Your objective - Each entry below is to be written out exactly, and the pictures are to be left out.

Items -
'''

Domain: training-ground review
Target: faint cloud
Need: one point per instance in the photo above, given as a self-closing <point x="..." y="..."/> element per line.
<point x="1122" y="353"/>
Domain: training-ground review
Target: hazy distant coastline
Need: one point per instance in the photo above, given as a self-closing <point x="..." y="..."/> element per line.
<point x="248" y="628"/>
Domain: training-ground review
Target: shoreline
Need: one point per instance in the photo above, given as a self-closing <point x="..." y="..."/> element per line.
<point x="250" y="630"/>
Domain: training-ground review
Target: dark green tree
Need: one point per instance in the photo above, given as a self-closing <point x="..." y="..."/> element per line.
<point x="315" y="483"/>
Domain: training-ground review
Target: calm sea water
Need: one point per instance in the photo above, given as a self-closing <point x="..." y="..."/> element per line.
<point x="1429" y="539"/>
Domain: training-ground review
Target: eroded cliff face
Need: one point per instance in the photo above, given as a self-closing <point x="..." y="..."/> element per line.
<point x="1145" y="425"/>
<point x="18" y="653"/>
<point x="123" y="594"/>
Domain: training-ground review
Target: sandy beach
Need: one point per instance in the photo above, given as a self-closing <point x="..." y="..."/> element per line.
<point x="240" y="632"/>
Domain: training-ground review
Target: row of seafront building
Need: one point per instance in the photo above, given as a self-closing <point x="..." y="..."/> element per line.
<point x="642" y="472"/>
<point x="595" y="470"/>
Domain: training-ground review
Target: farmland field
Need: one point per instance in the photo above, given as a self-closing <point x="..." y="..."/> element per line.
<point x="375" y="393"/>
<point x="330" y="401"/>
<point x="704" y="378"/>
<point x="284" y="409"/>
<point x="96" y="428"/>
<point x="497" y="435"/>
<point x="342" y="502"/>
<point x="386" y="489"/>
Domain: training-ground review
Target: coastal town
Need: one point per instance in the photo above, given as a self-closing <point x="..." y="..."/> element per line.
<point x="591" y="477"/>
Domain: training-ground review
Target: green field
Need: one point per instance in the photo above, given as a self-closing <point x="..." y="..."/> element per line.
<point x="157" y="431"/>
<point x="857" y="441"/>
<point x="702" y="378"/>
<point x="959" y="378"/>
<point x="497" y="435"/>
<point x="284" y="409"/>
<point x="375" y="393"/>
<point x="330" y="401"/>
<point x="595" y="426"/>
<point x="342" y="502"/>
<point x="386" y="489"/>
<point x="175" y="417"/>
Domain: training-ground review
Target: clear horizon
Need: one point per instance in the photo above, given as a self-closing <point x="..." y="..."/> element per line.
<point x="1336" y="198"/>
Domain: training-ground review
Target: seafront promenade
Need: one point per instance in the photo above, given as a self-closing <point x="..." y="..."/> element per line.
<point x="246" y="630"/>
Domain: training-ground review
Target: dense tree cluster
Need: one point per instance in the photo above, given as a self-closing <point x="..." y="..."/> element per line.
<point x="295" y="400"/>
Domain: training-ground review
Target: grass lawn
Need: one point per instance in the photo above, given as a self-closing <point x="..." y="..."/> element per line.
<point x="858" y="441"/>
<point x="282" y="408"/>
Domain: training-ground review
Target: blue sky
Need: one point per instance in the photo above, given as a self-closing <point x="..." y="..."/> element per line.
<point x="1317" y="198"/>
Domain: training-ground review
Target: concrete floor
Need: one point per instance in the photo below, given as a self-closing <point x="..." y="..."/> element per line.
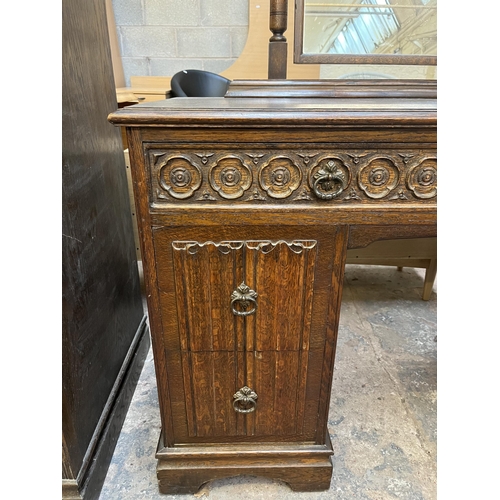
<point x="382" y="417"/>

'''

Answer to this task -
Domain: training-ground review
Target: faint cloud
Need: one point per instance in the photo above, given as a self-closing <point x="..." y="..."/> element per line.
<point x="1122" y="353"/>
Domain: training-ground review
Target: hazy distant coastline
Need: one point per instance in the photo above, given as a self-closing <point x="..." y="..."/> element per line.
<point x="248" y="628"/>
Domain: training-ground review
Target: shoreline
Need: one point per instance in the photo above, given as a self-closing <point x="..." y="..."/> element per line.
<point x="250" y="630"/>
Domain: training-ground review
Target: dark green tree
Need: one point per instance in the photo above, given as a self-closing <point x="..." y="..."/> element per line.
<point x="315" y="483"/>
Domain: training-ground review
Target: calm sea water
Need: one point per instance in the photo above, given as a self-closing <point x="..." y="..."/> element per line.
<point x="1429" y="539"/>
Domain: training-ground review
Target: eroded cliff face
Need: one point per instance in the photo above, given as a self-closing <point x="..." y="..."/> element per line.
<point x="1145" y="425"/>
<point x="18" y="653"/>
<point x="123" y="594"/>
Domain: training-ground review
Target: sandy beach
Need: one point per instance in the photo above, given as a self-closing <point x="..." y="..."/> element per line.
<point x="240" y="632"/>
Domain: training-ground review
Target: row of seafront building
Need: one point per instance in the photo above, given as a self-closing <point x="..." y="..."/> element per line.
<point x="642" y="472"/>
<point x="595" y="470"/>
Domain: training-ground review
Target: farmland field
Need: one point per instance in the photo above, given as a self-closing <point x="..." y="..."/> element per line.
<point x="375" y="393"/>
<point x="330" y="401"/>
<point x="704" y="378"/>
<point x="284" y="409"/>
<point x="96" y="428"/>
<point x="497" y="435"/>
<point x="342" y="502"/>
<point x="386" y="489"/>
Domain: training-ground review
Target: coastal town
Need: one point per instance in the photo above, given as a self-closing <point x="..." y="..."/> element per line.
<point x="591" y="477"/>
Domain: training-ground review
Target: green field
Need: one point per instance in the photo above, given as a self-closing <point x="..." y="..."/> element per line.
<point x="157" y="431"/>
<point x="857" y="441"/>
<point x="702" y="378"/>
<point x="959" y="378"/>
<point x="497" y="435"/>
<point x="284" y="409"/>
<point x="375" y="393"/>
<point x="330" y="401"/>
<point x="595" y="426"/>
<point x="342" y="502"/>
<point x="386" y="489"/>
<point x="175" y="417"/>
Domain: training-ground review
Target: clear horizon
Need: one point per instance in the photo above, given as a self-closing <point x="..." y="..."/> element per line.
<point x="1336" y="198"/>
Domain: training-ground review
Target: seafront promenade
Need: one point per instance in the photo above, given as a self-closing <point x="..." y="..."/> element per line.
<point x="246" y="630"/>
Domain: training-ground review
Target: dense tree cluster
Need: one point per instance in the photo above, given as a self-closing <point x="..." y="..."/> element per line.
<point x="295" y="400"/>
Domain: training-ground review
Target: grass lawn
Need: one point per instance in the photo above, given as a self-closing <point x="..." y="..."/> element per line.
<point x="858" y="441"/>
<point x="282" y="408"/>
Domain: training-ground review
Target: blue sky
Need: one point per instance in the photo above, given as a self-closing <point x="..." y="..."/> element per line.
<point x="1317" y="198"/>
Domain: training-ground review
Target: concrete floor
Need: one point per instance in the photo below, given as a self-closing <point x="..." y="..."/> element per line.
<point x="382" y="417"/>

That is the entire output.